* [Work required]: Pull out every line of the listing below that contains the word "purple".

* [Exercise materials]:
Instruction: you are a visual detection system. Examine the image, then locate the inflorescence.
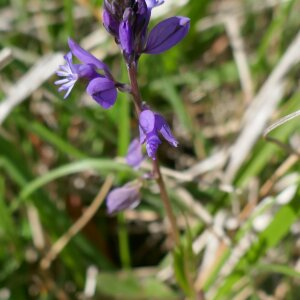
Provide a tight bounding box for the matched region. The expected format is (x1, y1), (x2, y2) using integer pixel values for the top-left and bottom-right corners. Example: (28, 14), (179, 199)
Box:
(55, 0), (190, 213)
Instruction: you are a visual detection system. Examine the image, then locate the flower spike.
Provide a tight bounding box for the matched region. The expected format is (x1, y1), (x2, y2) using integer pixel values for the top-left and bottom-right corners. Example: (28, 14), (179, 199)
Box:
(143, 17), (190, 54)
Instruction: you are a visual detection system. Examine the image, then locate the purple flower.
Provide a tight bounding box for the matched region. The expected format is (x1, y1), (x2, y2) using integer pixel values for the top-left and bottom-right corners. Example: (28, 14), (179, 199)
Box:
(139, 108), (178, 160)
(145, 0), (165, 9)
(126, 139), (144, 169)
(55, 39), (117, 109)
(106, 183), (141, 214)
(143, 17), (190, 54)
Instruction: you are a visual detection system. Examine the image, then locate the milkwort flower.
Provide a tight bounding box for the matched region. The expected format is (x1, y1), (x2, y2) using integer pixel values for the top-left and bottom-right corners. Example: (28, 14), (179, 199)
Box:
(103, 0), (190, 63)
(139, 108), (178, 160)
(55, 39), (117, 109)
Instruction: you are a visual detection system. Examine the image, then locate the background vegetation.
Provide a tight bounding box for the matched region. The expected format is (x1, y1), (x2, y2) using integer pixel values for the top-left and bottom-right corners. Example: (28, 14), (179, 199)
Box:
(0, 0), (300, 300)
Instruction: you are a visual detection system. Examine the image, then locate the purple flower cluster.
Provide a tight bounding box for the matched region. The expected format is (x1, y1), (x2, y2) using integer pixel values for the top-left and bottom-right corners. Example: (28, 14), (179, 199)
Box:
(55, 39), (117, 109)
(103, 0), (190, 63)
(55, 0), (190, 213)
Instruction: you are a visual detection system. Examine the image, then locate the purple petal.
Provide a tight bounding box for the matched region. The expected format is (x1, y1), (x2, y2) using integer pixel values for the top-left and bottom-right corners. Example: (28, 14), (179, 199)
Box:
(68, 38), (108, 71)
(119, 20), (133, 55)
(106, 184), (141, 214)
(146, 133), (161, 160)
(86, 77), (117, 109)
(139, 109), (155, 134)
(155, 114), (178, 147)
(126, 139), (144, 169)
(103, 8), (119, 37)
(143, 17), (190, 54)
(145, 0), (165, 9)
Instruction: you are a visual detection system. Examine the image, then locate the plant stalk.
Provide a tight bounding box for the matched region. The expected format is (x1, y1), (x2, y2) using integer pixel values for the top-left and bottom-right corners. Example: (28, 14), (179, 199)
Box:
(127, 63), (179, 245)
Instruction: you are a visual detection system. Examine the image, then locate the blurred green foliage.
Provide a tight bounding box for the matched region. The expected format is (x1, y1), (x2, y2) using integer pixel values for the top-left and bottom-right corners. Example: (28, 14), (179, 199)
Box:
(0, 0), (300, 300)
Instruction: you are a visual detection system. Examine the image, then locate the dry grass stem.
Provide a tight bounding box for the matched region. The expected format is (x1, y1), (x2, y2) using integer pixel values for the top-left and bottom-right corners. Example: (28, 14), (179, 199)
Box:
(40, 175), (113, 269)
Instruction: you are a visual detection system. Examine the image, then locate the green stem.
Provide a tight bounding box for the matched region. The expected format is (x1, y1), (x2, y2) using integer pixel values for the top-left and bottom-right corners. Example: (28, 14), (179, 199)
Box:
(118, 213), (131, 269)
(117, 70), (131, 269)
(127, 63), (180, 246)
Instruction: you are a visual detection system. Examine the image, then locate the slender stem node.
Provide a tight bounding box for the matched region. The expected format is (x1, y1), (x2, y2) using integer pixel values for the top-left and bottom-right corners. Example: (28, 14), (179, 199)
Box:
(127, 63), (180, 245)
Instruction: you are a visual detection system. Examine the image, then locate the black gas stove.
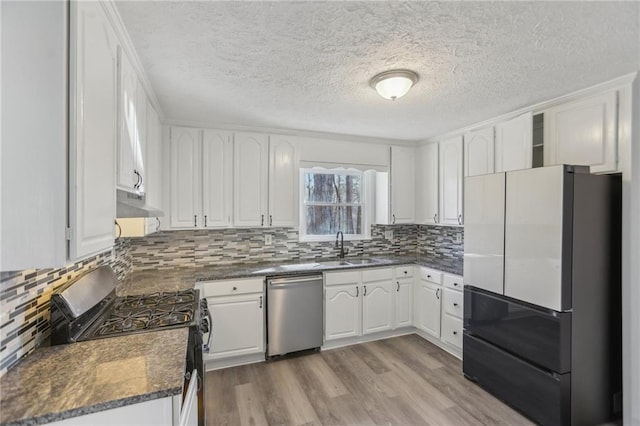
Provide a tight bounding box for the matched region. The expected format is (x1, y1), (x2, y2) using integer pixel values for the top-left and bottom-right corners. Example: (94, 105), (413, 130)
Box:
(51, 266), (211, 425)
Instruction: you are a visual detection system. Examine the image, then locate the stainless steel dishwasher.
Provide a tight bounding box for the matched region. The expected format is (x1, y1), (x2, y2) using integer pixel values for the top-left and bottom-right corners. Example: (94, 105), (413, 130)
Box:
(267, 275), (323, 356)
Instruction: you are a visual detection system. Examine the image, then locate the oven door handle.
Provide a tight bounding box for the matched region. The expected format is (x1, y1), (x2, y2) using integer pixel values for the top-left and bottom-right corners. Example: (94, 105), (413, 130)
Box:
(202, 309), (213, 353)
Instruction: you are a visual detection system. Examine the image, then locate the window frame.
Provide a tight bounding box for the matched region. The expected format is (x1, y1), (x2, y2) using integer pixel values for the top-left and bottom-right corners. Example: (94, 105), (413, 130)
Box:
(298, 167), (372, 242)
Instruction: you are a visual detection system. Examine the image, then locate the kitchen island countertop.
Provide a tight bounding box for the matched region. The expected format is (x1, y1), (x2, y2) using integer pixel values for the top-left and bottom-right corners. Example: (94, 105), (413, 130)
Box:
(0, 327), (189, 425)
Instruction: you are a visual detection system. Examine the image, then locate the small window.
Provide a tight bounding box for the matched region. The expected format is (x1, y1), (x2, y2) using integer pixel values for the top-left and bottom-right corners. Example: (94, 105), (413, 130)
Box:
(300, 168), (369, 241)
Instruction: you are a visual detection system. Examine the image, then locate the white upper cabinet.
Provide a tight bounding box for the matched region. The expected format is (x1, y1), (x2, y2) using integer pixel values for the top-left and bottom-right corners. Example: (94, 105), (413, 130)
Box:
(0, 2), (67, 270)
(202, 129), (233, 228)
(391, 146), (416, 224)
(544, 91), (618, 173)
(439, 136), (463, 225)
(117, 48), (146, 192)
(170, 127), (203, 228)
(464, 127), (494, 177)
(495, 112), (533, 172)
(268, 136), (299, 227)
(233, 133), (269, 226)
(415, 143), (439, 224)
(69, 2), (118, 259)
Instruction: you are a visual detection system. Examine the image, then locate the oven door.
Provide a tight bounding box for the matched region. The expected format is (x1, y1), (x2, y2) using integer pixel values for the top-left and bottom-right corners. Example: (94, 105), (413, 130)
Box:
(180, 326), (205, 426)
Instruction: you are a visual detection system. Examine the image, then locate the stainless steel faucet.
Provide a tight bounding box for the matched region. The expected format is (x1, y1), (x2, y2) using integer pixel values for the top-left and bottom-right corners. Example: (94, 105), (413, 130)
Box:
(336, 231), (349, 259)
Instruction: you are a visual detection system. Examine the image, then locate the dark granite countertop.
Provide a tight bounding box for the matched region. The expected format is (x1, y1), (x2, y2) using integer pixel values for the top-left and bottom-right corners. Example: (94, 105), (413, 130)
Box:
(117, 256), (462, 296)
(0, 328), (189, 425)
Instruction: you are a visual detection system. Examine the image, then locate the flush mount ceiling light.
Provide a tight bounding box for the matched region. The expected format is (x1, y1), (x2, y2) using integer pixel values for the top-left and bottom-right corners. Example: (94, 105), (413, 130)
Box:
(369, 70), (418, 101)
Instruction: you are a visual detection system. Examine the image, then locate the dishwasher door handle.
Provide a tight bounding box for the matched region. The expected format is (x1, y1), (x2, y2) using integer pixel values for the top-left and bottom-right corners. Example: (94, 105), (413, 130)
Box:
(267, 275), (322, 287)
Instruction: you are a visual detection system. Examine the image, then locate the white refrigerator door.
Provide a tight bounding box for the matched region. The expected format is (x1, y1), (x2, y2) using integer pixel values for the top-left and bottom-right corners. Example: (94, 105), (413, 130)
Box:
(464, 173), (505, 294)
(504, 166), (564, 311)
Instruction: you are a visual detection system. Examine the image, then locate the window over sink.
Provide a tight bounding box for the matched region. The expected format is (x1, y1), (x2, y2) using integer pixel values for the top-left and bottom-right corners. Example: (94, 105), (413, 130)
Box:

* [In response]:
Instruction: you are a visual detection system. Examine the image, then locate the purple flower.
Instruction: you are a visual detection system. Examine the image, then locate the purple flower cluster.
Instruction: you are a visual detection system. Examine the image, then locate the purple petal.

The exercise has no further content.